**Task objective**: Which lines in the entries below contain the string "hillside"? Find and copy each of them, treating case as significant.

**Records to use**:
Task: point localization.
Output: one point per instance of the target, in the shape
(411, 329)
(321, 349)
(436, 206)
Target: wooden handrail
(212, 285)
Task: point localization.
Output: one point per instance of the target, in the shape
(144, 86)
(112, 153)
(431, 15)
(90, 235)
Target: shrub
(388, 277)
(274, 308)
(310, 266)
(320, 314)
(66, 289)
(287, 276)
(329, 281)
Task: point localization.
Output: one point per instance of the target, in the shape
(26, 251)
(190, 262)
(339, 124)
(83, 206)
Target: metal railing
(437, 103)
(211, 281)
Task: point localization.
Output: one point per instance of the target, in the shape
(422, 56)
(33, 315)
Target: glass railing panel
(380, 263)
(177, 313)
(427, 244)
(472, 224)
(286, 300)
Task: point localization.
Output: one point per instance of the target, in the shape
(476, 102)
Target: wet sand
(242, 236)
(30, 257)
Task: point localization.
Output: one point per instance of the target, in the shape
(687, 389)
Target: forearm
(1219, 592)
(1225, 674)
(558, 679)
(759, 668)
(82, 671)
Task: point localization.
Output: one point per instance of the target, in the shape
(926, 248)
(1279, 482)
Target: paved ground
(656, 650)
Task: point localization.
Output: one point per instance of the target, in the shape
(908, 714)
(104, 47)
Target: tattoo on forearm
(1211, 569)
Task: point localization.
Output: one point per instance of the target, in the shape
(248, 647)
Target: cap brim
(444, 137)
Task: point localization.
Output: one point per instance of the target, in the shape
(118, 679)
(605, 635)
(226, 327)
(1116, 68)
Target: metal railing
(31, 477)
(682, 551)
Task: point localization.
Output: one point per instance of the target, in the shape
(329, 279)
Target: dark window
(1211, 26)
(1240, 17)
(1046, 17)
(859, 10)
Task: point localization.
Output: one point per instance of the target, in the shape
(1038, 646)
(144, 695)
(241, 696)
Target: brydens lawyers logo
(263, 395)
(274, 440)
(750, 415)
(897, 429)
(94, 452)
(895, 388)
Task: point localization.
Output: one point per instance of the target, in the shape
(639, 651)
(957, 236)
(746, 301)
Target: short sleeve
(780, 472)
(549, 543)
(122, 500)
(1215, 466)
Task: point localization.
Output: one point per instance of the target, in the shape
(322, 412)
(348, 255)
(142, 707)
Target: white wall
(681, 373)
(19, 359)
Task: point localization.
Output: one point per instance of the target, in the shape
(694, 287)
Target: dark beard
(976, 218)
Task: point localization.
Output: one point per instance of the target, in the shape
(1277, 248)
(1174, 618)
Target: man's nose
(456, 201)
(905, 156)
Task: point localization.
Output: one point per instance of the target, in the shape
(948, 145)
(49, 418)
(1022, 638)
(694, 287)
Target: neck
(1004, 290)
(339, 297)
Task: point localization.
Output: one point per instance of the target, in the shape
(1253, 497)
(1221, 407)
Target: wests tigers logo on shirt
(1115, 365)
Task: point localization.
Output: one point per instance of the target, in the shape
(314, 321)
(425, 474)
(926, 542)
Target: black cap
==
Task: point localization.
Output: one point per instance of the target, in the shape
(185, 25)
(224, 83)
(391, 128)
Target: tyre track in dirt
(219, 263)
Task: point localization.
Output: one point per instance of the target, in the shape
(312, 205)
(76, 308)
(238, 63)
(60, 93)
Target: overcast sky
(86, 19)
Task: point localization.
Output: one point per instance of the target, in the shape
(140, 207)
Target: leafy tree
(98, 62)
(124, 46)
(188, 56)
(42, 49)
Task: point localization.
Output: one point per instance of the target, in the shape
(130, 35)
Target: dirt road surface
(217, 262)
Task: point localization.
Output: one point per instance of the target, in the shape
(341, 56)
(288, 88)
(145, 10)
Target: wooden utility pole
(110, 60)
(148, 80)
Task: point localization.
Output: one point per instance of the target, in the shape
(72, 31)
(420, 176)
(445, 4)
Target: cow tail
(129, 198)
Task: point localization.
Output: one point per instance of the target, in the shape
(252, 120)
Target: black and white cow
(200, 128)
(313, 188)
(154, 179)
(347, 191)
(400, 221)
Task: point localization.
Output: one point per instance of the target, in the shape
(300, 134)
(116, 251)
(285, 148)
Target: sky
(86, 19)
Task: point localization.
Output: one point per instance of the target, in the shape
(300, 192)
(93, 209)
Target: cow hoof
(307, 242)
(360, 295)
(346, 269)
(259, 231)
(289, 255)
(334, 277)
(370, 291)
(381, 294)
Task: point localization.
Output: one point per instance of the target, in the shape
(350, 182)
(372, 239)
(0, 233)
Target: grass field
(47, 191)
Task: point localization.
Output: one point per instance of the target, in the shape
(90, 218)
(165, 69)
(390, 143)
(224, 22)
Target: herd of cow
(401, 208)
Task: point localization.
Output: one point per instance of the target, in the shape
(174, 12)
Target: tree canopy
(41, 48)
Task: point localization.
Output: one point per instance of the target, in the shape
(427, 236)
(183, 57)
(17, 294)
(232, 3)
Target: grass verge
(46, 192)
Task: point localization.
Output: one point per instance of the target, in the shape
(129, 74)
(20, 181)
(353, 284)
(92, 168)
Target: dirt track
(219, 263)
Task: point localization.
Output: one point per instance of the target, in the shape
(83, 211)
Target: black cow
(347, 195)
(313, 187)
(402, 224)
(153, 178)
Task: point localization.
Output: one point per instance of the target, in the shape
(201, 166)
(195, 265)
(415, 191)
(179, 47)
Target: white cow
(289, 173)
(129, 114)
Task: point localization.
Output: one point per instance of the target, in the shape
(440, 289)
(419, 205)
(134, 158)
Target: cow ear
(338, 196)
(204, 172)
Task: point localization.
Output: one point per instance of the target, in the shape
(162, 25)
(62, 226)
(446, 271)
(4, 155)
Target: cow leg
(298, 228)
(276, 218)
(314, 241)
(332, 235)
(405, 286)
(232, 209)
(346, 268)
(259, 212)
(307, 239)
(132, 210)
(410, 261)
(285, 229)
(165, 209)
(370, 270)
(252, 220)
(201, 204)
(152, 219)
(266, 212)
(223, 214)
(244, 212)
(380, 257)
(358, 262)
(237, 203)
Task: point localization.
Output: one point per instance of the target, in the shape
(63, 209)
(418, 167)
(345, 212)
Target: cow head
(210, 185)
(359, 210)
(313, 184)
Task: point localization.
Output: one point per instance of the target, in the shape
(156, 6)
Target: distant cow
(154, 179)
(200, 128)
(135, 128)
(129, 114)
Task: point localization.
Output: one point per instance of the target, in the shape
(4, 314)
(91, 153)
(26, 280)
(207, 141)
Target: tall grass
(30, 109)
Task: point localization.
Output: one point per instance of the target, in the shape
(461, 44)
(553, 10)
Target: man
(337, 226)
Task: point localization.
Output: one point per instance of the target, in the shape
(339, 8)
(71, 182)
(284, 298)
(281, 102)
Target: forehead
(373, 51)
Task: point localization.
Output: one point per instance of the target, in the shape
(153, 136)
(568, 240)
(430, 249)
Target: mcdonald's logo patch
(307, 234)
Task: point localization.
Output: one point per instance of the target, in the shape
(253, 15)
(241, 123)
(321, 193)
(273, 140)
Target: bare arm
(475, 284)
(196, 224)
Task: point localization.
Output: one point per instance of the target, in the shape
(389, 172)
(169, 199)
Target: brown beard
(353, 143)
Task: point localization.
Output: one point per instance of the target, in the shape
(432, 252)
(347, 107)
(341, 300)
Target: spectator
--
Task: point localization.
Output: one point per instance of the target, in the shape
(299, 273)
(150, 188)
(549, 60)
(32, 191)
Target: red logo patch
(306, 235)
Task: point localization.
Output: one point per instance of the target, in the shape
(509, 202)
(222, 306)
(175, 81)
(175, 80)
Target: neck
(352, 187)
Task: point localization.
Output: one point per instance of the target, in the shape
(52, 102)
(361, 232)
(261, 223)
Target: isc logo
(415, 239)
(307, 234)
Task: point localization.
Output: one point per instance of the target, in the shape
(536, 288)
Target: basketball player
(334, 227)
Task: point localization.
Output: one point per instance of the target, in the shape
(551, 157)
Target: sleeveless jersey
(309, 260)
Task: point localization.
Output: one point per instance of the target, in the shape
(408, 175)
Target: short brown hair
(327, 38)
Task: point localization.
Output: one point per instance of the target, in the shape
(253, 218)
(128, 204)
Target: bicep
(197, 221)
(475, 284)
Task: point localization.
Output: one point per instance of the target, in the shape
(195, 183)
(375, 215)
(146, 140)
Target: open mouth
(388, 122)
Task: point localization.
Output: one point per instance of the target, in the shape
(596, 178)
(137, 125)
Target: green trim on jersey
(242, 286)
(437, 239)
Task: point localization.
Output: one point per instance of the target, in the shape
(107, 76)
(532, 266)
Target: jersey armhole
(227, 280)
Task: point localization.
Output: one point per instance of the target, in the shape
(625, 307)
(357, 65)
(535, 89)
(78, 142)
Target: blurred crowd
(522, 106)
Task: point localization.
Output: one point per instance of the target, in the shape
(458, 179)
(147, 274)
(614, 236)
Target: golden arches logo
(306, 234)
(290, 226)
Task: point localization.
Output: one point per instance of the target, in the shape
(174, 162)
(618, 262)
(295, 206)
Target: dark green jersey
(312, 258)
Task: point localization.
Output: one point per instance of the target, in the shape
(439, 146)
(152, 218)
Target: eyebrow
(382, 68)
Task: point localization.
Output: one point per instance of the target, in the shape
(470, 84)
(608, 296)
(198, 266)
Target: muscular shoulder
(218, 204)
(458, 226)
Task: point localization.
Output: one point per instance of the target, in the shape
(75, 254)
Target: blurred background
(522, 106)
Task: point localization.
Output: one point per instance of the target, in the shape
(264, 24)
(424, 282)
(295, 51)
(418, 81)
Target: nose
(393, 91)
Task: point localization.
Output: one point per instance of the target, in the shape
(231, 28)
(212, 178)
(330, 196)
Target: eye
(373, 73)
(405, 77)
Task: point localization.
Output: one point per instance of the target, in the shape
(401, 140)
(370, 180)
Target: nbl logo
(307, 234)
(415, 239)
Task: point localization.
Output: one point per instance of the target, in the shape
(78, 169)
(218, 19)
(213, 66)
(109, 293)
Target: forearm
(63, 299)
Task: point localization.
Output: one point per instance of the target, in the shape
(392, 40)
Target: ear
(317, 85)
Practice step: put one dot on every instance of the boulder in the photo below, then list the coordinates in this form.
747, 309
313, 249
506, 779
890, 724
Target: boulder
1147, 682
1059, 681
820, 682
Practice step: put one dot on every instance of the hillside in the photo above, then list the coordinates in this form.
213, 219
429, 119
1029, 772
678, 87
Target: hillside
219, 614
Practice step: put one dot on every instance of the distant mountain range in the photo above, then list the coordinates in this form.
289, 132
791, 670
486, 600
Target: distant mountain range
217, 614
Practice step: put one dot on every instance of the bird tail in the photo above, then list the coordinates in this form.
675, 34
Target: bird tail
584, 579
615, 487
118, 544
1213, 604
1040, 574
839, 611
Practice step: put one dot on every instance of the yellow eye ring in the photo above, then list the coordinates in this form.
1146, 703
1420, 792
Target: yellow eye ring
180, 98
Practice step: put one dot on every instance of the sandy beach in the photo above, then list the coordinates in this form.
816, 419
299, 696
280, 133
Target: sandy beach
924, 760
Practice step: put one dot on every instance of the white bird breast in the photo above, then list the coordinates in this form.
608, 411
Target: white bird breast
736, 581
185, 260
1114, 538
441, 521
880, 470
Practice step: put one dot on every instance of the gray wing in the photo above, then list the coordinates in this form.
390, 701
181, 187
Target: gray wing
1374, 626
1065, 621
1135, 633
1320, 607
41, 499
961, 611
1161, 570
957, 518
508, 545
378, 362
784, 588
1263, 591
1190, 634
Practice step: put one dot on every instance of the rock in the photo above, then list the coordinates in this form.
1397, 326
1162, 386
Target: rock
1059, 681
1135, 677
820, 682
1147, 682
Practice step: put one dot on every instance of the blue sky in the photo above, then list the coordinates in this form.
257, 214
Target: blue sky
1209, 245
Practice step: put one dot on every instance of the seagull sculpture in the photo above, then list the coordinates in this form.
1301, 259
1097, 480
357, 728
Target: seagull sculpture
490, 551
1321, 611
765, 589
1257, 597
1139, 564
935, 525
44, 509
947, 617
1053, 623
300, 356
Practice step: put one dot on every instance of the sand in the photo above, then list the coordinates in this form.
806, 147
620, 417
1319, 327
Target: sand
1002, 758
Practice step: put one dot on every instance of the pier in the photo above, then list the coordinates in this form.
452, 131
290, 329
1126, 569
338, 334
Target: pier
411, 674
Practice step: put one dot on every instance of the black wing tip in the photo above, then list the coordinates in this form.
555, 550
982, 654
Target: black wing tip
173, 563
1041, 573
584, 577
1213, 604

**Task result**:
Practice step: put one dot on every instance of the hillside in the photo above, then list the coordinates in this form.
Target: hillside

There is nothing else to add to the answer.